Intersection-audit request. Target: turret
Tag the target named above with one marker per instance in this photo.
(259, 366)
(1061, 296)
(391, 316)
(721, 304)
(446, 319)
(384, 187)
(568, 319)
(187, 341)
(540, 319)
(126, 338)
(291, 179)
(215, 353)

——————————

Description of the task ▸
Reproduce the lines of the entries above exactly, but only from the line containing "Tag the target" through the final line.

Response area ▸
Tag the target named above with one marker per instance in this photo.
(259, 366)
(1061, 296)
(391, 316)
(721, 304)
(446, 319)
(384, 187)
(568, 319)
(187, 341)
(540, 319)
(126, 338)
(291, 179)
(215, 353)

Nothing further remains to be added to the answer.